**SHORT TASK A**
In the fraud-detection notebook excerpt, which version of scikit-learn does the setup call for?
....
In [1]:
%load_ext autoreload
%autoreload 2

## Requirements
* The dataset can be downloaded from [this Kaggle competition](https://www.kaggle.com/c/ieee-fraud-detection).
* In addition to the [Anaconda](https://www.anaconda.com) libraries, you need to install `category_encoders`, `selenium`, `geckodriver` and `scikit-learn` version 0.24 or higher.
* You also need to set up an AWS account and install `awscli` and `sagemaker-python-sdk`.

In [2]:
import os
import warnings
import bokeh
import boto3
import sagemaker
import numpy as np
import pandas as pd
from bokeh.io import export_png, export_svgs, output_notebook
from bokeh.layouts import gridplot
from bokeh.models import Band, ColumnDataSource, HoverTool, NumeralTickFormatter
from bokeh.plotting import figure, show
from sklearn.compose import make_column_transformer
from sklearn.impute import SimpleImputer
from sklearn.metrics import (
    accuracy_score,
    confusion_matrix,
    f1_score,
    precision_score,
    recall_score,
    average_precision_score,
    precision_recall_curve,
    roc_auc_score,
    roc_curve,
)
from sklearn.model_selection import train_test_split
from sklearn.pipeline import make_pipeline
from sklearn.preprocessing import OrdinalEncoder
from category_encoders import TargetEncoder
from sagemaker.estimator import Estimator
from sagemaker.inputs import TrainingInput
from sagemaker.tuner import (
    CategoricalParameter,
    ContinuousParameter,
    IntegerParameter,
    HyperparameterTuner,
)
from utils.measuring_performance import (
    get_prediction,
    plot_confusion_matrix,
    plot_pr_curve,
    plot_roc_curve,
)

warnings.filterwarnings(action="ignore")
output_notebook()

In [3]:
def is_number(x):
    try:
        float(x)
        return 1
    except ValueError:
        return 0


def str_to_int(x):
    return x if pd.isnull(x) else str(int(x))

#### Data Loading from Local Directory
The Kaggle dataset was saved in the local directory `~/Data/ieee-fraud-detection` in advance.
....
**SHORT TASK B**
In the entries, rewrite the lines from the one containing "The component shall mark one dot per instance of the windswept" through the end of the entries, swapping "snow-covered ground" for "snowy ground" and changing nothing else.
....
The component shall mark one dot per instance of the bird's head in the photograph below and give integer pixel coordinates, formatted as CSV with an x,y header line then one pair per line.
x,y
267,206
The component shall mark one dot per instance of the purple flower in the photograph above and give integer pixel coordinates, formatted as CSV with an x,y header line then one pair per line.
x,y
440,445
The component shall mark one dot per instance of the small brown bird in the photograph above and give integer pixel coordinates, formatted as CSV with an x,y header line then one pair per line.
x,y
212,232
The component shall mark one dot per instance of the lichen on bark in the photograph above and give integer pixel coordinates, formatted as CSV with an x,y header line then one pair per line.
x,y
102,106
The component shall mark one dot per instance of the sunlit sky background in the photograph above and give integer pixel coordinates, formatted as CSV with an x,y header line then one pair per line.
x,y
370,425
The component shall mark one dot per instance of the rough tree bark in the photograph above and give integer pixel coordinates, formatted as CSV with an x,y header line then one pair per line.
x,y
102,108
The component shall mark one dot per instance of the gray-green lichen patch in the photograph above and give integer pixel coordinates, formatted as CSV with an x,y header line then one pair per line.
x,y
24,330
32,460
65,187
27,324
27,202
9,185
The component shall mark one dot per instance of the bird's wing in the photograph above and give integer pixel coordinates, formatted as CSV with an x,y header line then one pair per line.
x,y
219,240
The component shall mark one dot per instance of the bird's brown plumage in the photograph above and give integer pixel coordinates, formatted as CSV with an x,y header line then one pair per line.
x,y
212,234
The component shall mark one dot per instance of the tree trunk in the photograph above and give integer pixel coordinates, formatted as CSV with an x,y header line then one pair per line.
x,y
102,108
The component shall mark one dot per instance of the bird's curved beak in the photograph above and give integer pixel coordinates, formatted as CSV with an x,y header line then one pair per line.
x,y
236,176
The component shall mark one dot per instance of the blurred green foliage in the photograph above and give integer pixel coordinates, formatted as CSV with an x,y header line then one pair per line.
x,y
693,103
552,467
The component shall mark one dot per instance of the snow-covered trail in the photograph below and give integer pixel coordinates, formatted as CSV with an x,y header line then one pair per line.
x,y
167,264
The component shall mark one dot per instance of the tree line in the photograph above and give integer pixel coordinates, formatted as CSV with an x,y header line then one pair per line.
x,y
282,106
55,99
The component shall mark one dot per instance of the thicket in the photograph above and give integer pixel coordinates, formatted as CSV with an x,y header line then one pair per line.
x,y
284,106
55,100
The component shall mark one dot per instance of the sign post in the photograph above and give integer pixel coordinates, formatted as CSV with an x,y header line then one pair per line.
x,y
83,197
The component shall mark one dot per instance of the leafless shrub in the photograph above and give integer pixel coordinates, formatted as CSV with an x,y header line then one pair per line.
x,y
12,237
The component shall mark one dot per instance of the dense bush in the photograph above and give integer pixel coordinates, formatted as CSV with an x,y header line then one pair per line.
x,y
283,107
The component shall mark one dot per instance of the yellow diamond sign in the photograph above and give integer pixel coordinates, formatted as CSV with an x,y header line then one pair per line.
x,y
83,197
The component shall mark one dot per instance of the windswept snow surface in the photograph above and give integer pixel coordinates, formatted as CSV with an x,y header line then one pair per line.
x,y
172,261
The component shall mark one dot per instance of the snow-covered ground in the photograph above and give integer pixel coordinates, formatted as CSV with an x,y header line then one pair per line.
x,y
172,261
....
**WORKED ANSWER A**
Version 0.24 or higher.

**WORKED ANSWER B**
The component shall mark one dot per instance of the windswept snow surface in the photograph above and give integer pixel coordinates, formatted as CSV with an x,y header line then one pair per line.
x,y
172,261
The component shall mark one dot per instance of the snowy ground in the photograph above and give integer pixel coordinates, formatted as CSV with an x,y header line then one pair per line.
x,y
172,261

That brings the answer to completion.